* Exercise instructions:
Skip the pictures. Transcribe the rest of the data below without changing a word.

++++

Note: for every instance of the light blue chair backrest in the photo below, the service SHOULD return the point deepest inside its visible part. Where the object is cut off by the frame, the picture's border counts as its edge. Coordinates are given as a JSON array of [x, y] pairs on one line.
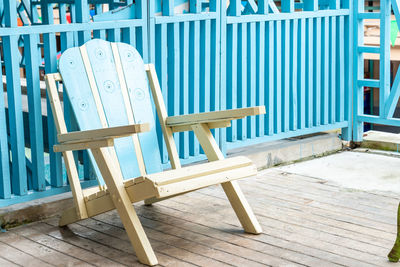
[[112, 73]]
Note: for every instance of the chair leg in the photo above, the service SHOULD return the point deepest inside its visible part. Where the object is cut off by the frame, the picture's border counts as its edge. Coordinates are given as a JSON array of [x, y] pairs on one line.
[[241, 207], [126, 211], [394, 255]]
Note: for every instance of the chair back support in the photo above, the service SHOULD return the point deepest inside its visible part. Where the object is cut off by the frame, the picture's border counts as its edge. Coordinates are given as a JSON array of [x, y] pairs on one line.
[[107, 86]]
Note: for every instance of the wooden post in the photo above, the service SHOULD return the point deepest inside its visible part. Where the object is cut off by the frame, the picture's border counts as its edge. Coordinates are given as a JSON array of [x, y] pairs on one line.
[[11, 59]]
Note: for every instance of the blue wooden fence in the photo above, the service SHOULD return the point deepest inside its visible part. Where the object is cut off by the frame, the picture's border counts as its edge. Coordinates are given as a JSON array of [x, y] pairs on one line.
[[294, 59]]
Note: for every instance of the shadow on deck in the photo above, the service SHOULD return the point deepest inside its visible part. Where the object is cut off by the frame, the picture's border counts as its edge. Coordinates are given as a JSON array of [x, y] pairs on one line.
[[306, 221]]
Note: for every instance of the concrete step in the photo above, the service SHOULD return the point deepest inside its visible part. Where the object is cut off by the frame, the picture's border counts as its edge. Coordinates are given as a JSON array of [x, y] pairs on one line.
[[266, 155], [381, 141]]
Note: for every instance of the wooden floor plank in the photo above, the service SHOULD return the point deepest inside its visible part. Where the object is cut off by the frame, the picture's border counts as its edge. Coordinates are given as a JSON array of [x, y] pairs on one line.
[[332, 218], [346, 197], [38, 233], [17, 257], [110, 223], [113, 248], [282, 231], [306, 221], [331, 202], [232, 249], [39, 251]]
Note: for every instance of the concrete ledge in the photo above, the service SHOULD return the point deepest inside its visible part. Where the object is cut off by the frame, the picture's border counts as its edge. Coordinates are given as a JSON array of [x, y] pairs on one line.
[[264, 155], [289, 150], [381, 141]]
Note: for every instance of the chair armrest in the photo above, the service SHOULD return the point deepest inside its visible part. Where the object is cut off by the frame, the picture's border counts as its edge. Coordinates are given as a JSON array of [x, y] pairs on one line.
[[98, 138], [105, 133], [215, 116]]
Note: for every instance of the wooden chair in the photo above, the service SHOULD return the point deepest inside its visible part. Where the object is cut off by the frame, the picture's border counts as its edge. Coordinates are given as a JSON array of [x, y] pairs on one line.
[[108, 89]]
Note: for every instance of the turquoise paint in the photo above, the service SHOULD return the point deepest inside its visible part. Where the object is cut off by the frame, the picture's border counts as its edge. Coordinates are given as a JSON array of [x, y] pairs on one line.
[[213, 60]]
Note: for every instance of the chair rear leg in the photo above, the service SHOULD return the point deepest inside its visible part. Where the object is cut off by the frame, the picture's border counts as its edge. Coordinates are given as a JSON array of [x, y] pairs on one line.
[[126, 211], [241, 207]]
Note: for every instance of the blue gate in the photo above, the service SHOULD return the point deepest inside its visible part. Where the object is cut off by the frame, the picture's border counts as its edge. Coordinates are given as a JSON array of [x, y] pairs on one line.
[[293, 57]]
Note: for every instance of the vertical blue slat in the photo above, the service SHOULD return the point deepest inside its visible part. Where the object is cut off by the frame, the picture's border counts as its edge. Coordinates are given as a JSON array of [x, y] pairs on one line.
[[317, 72], [184, 85], [242, 78], [11, 60], [302, 76], [194, 80], [358, 70], [251, 78], [332, 86], [325, 38], [340, 71], [384, 63], [294, 70], [5, 185], [232, 78], [260, 75], [82, 16], [215, 63], [285, 106], [173, 72], [222, 63], [310, 73], [270, 74], [50, 58], [162, 68], [278, 77], [205, 56], [35, 111], [347, 133]]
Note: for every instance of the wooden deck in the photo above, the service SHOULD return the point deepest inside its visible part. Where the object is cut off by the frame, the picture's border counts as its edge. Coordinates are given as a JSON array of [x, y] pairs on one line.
[[306, 221]]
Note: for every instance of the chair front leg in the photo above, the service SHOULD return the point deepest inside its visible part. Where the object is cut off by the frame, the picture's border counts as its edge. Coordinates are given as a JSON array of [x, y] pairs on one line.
[[394, 255], [232, 190], [122, 202]]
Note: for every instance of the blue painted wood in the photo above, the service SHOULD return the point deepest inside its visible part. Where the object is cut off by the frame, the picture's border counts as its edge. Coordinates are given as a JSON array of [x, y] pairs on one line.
[[270, 74], [278, 78], [310, 73], [161, 67], [302, 76], [80, 98], [317, 72], [140, 99], [11, 61], [105, 74], [285, 104], [340, 71], [332, 78], [194, 78], [260, 76], [207, 48], [184, 85], [173, 73], [384, 62], [325, 64], [35, 111], [5, 178], [232, 77], [242, 79], [50, 59], [358, 70], [293, 95], [251, 78]]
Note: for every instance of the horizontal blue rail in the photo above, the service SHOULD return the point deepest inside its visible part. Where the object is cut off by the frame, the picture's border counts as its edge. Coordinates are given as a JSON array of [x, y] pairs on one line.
[[208, 56]]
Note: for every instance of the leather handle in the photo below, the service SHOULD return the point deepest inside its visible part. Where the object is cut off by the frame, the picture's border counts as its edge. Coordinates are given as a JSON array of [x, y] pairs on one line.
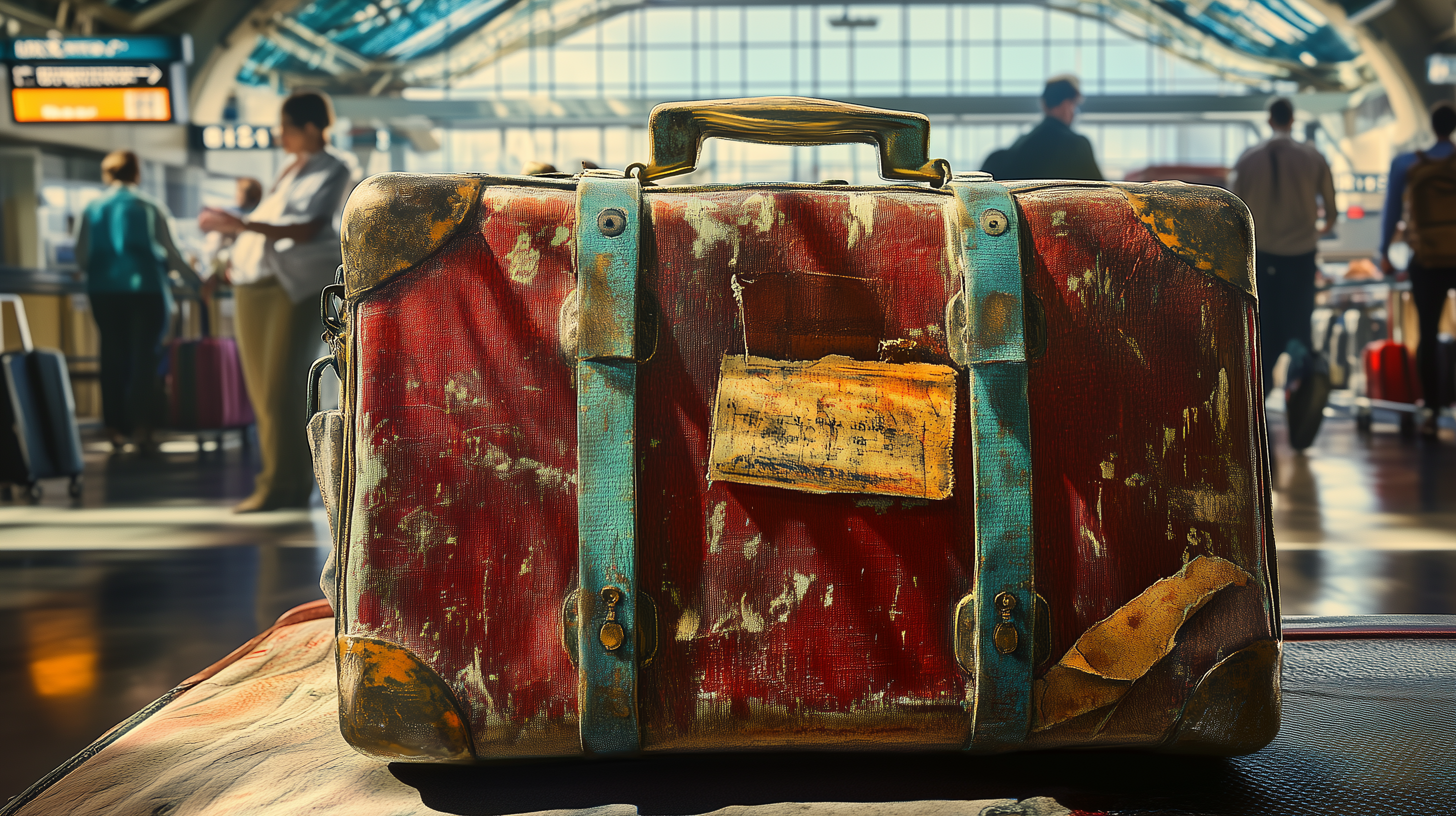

++++

* Response below:
Note: for every instance of the light blue chair backrest in the photo below, the service SHOULD return the point deepest inside its visible part. Where the object is cut off by the frame, the picture's border counts as its edge. Coordinates are given as a JSON array of [x, y] pairs on one line.
[[112, 73]]
Note: for every instance of the chair leg in the photo above, the service SHOULD return the point deepest inside its visible part. Where the object is cut off by the frame, the picture's border counts as its edge. Coordinates are given as a JSON array of [x, y] pairs on one line.
[[241, 207], [126, 211], [394, 255]]
Note: for every instance of the chair back support in the photo above, the service SHOULD return the point deepest inside its visible part. Where the object is cut off by the frame, the picture's border counts as its edge. Coordinates are given as a JSON array of [x, y] pairs on one line.
[[107, 86]]
Note: for every instance of the wooden post in the photo above, the service SHOULD return the point deepest inside its visible part. Where the object is cut off by the frame, the picture's border counts as its edge. Coordinates are given as a JSON array of [x, y] pairs on one line.
[[11, 59]]
Note: for every instance of the blue wooden fence in the photo above, the service SHOULD return the point deepest inside its visible part. Where the object is cut off by the frame, the picture's border counts as its edge. Coordinates are given as a JSON array of [x, y] pairs on one line.
[[294, 59]]
Note: for every instance of the shadow on deck in the photo above, the service SHOULD return the point deepest inside its visible part. Where the object is cut off by the frame, the picture's border counts as its edge. Coordinates are given as a JSON array of [x, y] pairs on one line.
[[306, 221]]
Note: for every instance of the concrete step in the photo above, the service SHOULD return the point deepest inside its visible part. Where the object is cut off by the frame, the picture's border counts as its edge. Coordinates are given as a JSON array of [x, y] pairs on one line.
[[266, 155], [381, 141]]
Note: for every instance of the wooden floor plank in the photo above, the service SHOULD return the point deepest inside its visible part. Where the object is cut off by the frame, the picture's border counts as its edge. Coordinates are given as a JSON array of [x, y] pairs on one line.
[[332, 218], [346, 197], [38, 233], [17, 257], [110, 223], [113, 248], [282, 231], [306, 221], [331, 202], [232, 249], [39, 251]]
Note: for every instance of the concrete ledge in the photo above, the service SHOULD return the point deepest inside its visible part. Where the object is cut off by the frame, the picture's border counts as its edge. Coordinates are given as a JSON array of [x, y] pairs on one line.
[[264, 155], [289, 150], [381, 141]]
Note: for every instance of the chair armrest in the photo above, the service SHOULD return the point deepest inside its visible part. Where the object is cut off by the frame, the picture's border counts as its edge. Coordinates are given as a JSON array of [x, y] pairs on one line.
[[98, 138], [105, 133], [215, 116]]
Note: for every instance of the wooden chair in the photo above, the service SHOULD return the point deepest inside its visible part. Where the object is cut off by the frame, the picture's border counts as its edge. Coordinates are given as a JSON array of [x, y] pairs on one line.
[[108, 89]]
Note: for every instance of the turquoise paint in the photo above, the service SHOULD return the point deepest inside its visible part. Where the object is cut off by the frame, the picture's border counts as its edge. Coordinates are given as a JSON array of [x, y] pairs on one line.
[[213, 60]]
Note: for every instance of the chair rear leg in the photo above, the service SHOULD return the point deepest inside its visible part. Where the object is cut off by the frame, the picture's border counts as its edge. Coordinates are given as a JSON array of [x, y] pairs on one line.
[[126, 211], [241, 207]]
Note: for every instance of the blue gate in the photo above, the service SHOULD return the point deepest inside its visible part. Where the object is cut off by the frame, the picture's border counts as its edge. Coordinates are given as a JSON array of [x, y] pairs on one line.
[[293, 57]]
Note: for every instance of the vertical blue slat in the photo above, the service SHOULD return the point deepest inside its visible part. Where the object is cut off by the frame, the picture's border counts as its edge. Coordinates are given as a JSON array of [x, y] pairs on one line.
[[317, 72], [184, 85], [242, 78], [11, 60], [302, 76], [194, 80], [358, 70], [251, 78], [332, 86], [325, 38], [340, 71], [384, 63], [294, 70], [5, 185], [232, 78], [260, 75], [82, 16], [215, 63], [285, 106], [173, 72], [222, 63], [310, 73], [270, 74], [50, 58], [162, 68], [278, 77], [205, 56], [35, 111], [347, 133]]
Note: for every instance of the wooden deck in the photo above, the service SHOULD return the point deepest inside its visible part. Where the object is cut off by the frame, the picture's border counts as its edge. Coordinates are given as a JSON array of [x, y] pairs on one line.
[[306, 221]]
Note: for every instance of the chair front leg in the photo above, the service SHOULD return the point deepest inside its visible part. Where the object is cut off by the frame, the picture's border counts as its edge. Coordinates are given as a JSON array of [x, y] pairs on one line.
[[394, 255], [232, 190], [122, 202]]
Note: for every instance of the blue painted wood in the photo above, the service SHOULD return the point deepest inside its visible part. Where the object is cut off by the frame, the picture's border counts as its edge. Coordinates are given as a JSON array of [x, y] pairs on one line.
[[270, 74], [278, 78], [310, 73], [161, 67], [302, 76], [80, 98], [317, 72], [140, 99], [11, 61], [105, 74], [285, 104], [340, 71], [332, 78], [194, 78], [260, 76], [207, 48], [184, 85], [173, 73], [384, 62], [325, 64], [35, 111], [5, 178], [232, 77], [242, 79], [50, 59], [358, 70], [293, 95], [251, 78]]
Note: for every instance of the horizontal blue rail in the photo above, the service SHOULD return the point deepest inside its visible part. Where the object is cut off by the frame, the picture's border counts as its edge. Coordinates are given as a JSON array of [x, y] pairs on one line.
[[208, 56]]
Note: for every instance of the leather handle in the photo below, the service SHOULD return the point deepest inside its visible part. Where the object is cut off by the frame, the picture's border counts as its edge. Coordinates are given as a JSON array of [x, y] pairs on one line.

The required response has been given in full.